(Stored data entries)
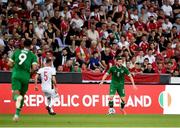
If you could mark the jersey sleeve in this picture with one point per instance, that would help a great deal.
(53, 72)
(39, 71)
(126, 71)
(34, 59)
(110, 70)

(What you should do) Reproduce the data word for word, excluding its pictures.

(Answer box)
If you could mark the jersey sleeve in this picture with one point per instance, that would help a great deal.
(53, 72)
(39, 71)
(126, 71)
(34, 59)
(110, 70)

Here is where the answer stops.